PROBLEM REQUIREMENTS
Please return the film review below in full, word for word.

PAGE EXTRACT
## begin
For 15-year-old Trife, life is a day-to-day struggle. Trapped between the worlds of his school friends, the girl he loves and the draw of his powerful and dangerous uncle, Trife must choose between the path he knows is right and a life of guns, drugs and violence that he has come to know only too well. When a classmate’s suicide leaves Trife and his crew, Moony and Jay, with the day off school, the tragedy seems overshadowed by the opportunity to shop, get high, get laid and party; but in a world where sex is currency, drugs are easy and violence is a way of life, trouble can never be too far around the corner. On these streets kids grow up fast and 48 hours can be a lifetime.
2005 – Certificate: 15 – British Film
Rating Details: Strong violence, language, sex references and drug use
8.0 out of 10
I haven’t really enjoyed this week. It’s hard to identify one particular thing that’s made it a bit rubbish, it just was. It’s been the sort of week where you’d spot a pound coin on the pavement, then when you’ve bend over to pick it up a car’s driven through a nearby puddle and soaked you. To celebrate the better parts of the week and the fact that I’d got to the end of it, I decided to treat myself to an Indian takeaway. However, to also enable the latter to best reflect how things have been recently, I decided to get a vegetable phall. I really like curry, but this version is basically a few bits of vegetable with a goo made out of chillies all over it. It’s virtually impossible to eat and tastes of nothing, except chillies and the inside of the Sun. It’s the sort of thing guys eat when they want to try and impress other guys. (I know, how on earth did humans manage to get to the top of the food chain?) As I’ve got no friends and I ate it on my own, I’m not quite sure who I was trying to impress. I think it was simply a cry for help, a punishment for not being good enough at work all week. I imagine if I’d not eaten it I’d now feel obliged to roll around naked in a patch of stinging nettles instead. And I didn’t win the National Lottery either. Still, things could be worse; I could live in the ‘wrong’ part of W11, where this film is set.
## end
Listing excerpted from a collection
## begin
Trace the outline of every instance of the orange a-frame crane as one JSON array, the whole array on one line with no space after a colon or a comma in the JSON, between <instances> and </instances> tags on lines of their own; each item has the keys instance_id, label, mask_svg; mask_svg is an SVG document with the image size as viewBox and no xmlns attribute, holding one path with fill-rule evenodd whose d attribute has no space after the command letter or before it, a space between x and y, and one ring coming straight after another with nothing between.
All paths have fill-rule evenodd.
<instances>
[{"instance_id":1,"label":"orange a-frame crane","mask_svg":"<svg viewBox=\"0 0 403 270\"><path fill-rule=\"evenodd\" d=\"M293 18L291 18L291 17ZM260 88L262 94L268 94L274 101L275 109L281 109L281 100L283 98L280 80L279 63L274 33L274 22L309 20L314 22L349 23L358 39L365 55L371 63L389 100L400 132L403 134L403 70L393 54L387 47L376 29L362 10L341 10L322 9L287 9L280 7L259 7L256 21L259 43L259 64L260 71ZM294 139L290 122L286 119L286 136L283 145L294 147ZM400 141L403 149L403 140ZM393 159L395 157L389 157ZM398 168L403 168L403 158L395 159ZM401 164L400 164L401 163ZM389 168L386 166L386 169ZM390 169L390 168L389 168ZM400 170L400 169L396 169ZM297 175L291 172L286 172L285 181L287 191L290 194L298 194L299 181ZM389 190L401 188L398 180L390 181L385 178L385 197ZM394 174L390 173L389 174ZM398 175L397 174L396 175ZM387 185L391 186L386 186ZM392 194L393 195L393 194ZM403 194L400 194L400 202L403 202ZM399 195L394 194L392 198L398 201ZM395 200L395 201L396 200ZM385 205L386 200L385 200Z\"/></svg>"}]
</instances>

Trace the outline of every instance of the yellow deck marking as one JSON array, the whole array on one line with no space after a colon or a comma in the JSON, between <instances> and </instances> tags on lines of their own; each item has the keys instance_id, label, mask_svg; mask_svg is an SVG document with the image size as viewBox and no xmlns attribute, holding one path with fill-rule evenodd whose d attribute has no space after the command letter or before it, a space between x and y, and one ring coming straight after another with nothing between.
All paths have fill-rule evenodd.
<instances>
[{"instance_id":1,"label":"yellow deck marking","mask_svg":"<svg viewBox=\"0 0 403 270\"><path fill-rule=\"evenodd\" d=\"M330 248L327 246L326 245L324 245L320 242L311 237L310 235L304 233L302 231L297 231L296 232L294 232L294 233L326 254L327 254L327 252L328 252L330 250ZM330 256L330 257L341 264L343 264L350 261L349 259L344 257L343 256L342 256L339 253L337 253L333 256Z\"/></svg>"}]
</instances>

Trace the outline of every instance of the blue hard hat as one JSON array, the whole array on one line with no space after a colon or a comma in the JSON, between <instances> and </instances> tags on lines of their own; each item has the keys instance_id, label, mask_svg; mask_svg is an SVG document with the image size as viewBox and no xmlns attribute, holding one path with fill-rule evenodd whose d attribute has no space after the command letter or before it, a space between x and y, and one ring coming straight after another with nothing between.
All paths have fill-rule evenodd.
## end
CORRECT RESPONSE
For 15-year-old Trife, life is a day-to-day struggle. Trapped between the worlds of his school friends, the girl he loves and the draw of his powerful and dangerous uncle, Trife must choose between the path he knows is right and a life of guns, drugs and violence that he has come to know only too well. When a classmate’s suicide leaves Trife and his crew, Moony and Jay, with the day off school, the tragedy seems overshadowed by the opportunity to shop, get high, get laid and party; but in a world where sex is currency, drugs are easy and violence is a way of life, trouble can never be too far around the corner. On these streets kids grow up fast and 48 hours can be a lifetime.
2005 – Certificate: 15 – British Film
Rating Details: Strong violence, language, sex references and drug use
8.0 out of 10
I haven’t really enjoyed this week. It’s hard to identify one particular thing that’s made it a bit rubbish, it just was. It’s been the sort of week where you’d spot a pound coin on the pavement, then when you’ve bend over to pick it up a car’s driven through a nearby puddle and soaked you. To celebrate the better parts of the week and the fact that I’d got to the end of it, I decided to treat myself to an Indian takeaway. However, to also enable the latter to best reflect how things have been recently, I decided to get a vegetable phall. I really like curry, but this version is basically a few bits of vegetable with a goo made out of chillies all over it. It’s virtually impossible to eat and tastes of nothing, except chillies and the inside of the Sun. It’s the sort of thing guys eat when they want to try and impress other guys. (I know, how on earth did humans manage to get to the top of the food chain?) As I’ve got no friends and I ate it on my own, I’m not quite sure who I was trying to impress. I think it was simply a cry for help, a punishment for not being good enough at work all week. I imagine if I’d not eaten it I’d now feel obliged to roll around naked in a patch of stinging nettles instead. And I didn’t win the National Lottery either. Still, things could be worse; I could live in the ‘wrong’ part of W11, where this film is set.